[Opening Source data section]

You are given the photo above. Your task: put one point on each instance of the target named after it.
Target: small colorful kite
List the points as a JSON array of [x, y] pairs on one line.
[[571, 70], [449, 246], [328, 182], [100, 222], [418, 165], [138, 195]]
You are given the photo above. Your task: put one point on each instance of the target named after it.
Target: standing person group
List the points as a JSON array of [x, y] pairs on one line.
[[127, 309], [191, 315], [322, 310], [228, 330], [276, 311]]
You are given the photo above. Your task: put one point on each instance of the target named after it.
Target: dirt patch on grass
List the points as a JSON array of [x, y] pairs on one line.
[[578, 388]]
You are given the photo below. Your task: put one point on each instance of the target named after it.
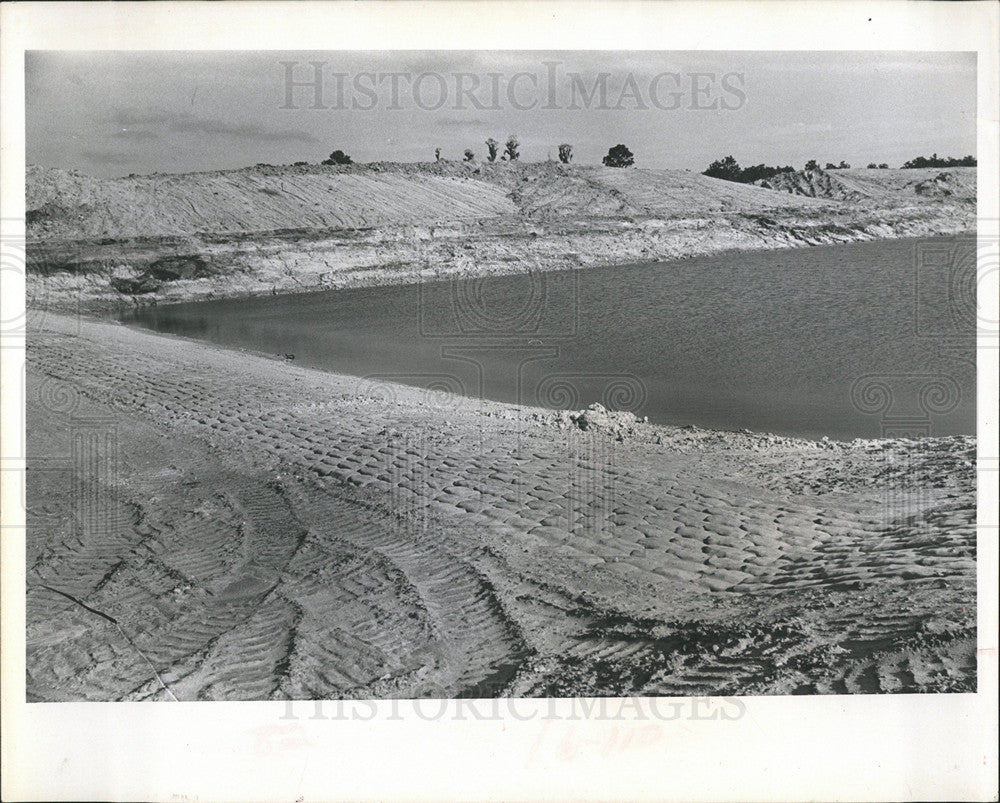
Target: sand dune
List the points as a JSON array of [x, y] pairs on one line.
[[245, 529]]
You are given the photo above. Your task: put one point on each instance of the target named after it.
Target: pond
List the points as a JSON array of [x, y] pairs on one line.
[[862, 339]]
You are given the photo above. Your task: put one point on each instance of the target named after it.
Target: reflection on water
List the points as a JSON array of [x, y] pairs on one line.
[[850, 340]]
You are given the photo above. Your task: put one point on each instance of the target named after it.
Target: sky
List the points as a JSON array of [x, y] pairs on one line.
[[111, 113]]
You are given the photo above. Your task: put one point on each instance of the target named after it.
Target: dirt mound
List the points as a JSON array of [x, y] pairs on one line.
[[596, 418], [272, 229], [865, 186]]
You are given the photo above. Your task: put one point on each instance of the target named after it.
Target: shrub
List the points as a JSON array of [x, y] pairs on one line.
[[338, 157], [618, 156], [510, 148]]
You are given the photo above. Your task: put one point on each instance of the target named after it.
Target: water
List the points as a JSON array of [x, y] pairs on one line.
[[863, 339]]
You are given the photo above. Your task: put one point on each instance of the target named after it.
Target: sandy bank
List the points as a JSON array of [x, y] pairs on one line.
[[95, 243], [260, 530]]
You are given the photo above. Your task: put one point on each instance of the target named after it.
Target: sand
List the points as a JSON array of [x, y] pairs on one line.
[[213, 524], [98, 244]]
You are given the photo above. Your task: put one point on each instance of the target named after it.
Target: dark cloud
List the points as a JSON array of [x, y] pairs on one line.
[[182, 122]]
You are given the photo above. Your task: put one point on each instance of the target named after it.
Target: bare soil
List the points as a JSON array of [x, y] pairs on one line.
[[208, 524]]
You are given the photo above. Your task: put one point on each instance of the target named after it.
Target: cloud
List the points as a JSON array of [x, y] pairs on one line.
[[458, 122], [184, 123], [137, 136], [107, 157]]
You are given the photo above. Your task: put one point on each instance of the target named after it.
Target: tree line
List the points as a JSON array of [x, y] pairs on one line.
[[729, 169], [618, 156]]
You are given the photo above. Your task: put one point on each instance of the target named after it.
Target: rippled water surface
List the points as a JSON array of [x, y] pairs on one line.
[[850, 340]]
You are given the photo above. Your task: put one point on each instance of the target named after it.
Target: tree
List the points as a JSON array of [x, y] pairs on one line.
[[618, 156], [338, 157], [727, 169], [510, 147]]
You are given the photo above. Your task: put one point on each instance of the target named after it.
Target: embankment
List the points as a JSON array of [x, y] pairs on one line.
[[98, 243]]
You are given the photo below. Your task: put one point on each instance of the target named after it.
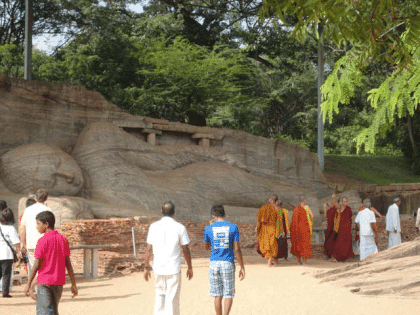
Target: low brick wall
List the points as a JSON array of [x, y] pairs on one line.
[[117, 233]]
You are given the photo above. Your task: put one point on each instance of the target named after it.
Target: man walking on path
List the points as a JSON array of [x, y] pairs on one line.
[[52, 258], [368, 231], [223, 239], [28, 233], [165, 240], [393, 225]]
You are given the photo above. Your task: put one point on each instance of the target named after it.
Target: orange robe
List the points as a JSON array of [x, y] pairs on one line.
[[300, 233], [267, 222]]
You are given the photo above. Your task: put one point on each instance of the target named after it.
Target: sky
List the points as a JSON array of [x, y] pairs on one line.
[[47, 43]]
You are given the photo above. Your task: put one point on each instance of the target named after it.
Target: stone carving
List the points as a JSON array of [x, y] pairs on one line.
[[30, 167], [64, 208], [122, 170], [131, 163]]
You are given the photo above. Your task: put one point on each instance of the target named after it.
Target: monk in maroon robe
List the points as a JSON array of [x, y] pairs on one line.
[[338, 238]]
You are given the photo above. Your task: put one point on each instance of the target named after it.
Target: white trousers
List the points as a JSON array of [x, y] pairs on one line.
[[167, 293], [367, 246], [394, 239]]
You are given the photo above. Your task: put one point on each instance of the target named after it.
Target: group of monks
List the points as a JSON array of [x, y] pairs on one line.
[[273, 227]]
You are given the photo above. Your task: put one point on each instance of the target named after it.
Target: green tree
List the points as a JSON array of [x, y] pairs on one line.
[[377, 30], [183, 80]]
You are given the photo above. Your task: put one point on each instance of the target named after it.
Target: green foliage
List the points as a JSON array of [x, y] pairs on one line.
[[381, 170], [11, 60], [378, 31], [288, 138], [182, 77]]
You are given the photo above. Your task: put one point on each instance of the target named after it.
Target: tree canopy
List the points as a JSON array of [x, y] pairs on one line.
[[378, 31]]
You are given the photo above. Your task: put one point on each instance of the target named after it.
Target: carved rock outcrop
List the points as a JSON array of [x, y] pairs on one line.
[[122, 170], [30, 167]]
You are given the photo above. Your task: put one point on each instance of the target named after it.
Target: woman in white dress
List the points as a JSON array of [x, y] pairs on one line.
[[8, 238]]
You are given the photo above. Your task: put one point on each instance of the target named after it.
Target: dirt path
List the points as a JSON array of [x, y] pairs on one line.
[[287, 289]]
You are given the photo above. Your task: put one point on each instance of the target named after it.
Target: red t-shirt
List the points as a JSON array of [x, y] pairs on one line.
[[52, 250]]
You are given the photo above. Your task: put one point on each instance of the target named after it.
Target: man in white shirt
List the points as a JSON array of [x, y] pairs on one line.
[[367, 230], [165, 240], [393, 225], [28, 233]]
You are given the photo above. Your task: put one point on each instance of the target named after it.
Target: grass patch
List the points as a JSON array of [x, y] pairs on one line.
[[380, 170]]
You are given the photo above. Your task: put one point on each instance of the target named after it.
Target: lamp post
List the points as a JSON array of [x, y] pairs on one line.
[[28, 40], [320, 82]]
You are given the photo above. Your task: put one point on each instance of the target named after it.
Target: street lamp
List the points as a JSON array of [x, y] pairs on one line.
[[28, 40]]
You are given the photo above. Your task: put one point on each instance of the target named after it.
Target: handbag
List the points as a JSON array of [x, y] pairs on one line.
[[15, 257]]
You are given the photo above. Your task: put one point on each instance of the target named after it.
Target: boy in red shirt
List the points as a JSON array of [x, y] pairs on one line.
[[52, 258]]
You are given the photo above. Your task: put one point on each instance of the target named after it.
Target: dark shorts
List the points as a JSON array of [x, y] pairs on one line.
[[222, 279], [47, 299]]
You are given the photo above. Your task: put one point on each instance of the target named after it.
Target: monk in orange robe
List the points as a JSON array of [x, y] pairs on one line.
[[301, 230], [266, 230], [282, 230]]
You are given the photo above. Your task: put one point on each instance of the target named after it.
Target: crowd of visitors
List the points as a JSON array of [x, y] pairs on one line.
[[273, 228], [48, 252]]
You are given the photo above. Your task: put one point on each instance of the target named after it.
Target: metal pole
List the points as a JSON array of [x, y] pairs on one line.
[[28, 40], [134, 242], [320, 82]]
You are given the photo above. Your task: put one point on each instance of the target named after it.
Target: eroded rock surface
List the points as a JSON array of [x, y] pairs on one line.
[[33, 166], [122, 170]]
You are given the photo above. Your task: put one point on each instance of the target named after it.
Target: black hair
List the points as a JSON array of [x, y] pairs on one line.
[[218, 211], [46, 216], [7, 217], [3, 205], [168, 209], [30, 202], [41, 195]]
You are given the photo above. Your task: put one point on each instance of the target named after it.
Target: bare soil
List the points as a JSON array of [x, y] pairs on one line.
[[284, 289]]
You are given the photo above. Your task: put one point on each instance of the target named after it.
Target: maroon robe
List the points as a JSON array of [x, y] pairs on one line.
[[339, 245]]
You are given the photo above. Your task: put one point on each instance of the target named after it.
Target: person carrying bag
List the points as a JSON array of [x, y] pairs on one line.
[[7, 254]]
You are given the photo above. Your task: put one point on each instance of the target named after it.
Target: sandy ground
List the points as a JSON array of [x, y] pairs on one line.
[[284, 289]]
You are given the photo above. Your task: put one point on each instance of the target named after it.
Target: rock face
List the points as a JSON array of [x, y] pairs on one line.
[[132, 163], [30, 167], [125, 171]]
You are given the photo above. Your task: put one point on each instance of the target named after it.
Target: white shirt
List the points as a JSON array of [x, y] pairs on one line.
[[12, 237], [29, 221], [166, 236], [393, 219], [365, 218]]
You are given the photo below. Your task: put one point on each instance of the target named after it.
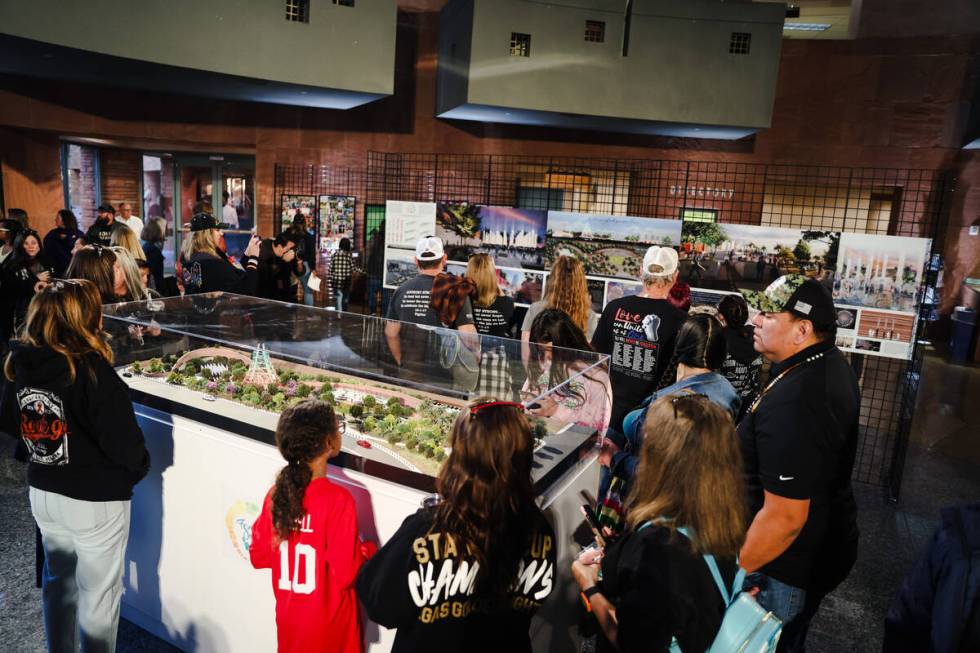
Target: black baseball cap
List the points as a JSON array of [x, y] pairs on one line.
[[205, 221], [796, 294]]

[Closing Source data section]

Look through the records above for the string "rock", then copy every line that has it.

Target: carved rock outcrop
Target: eroded rock surface
Target: rock face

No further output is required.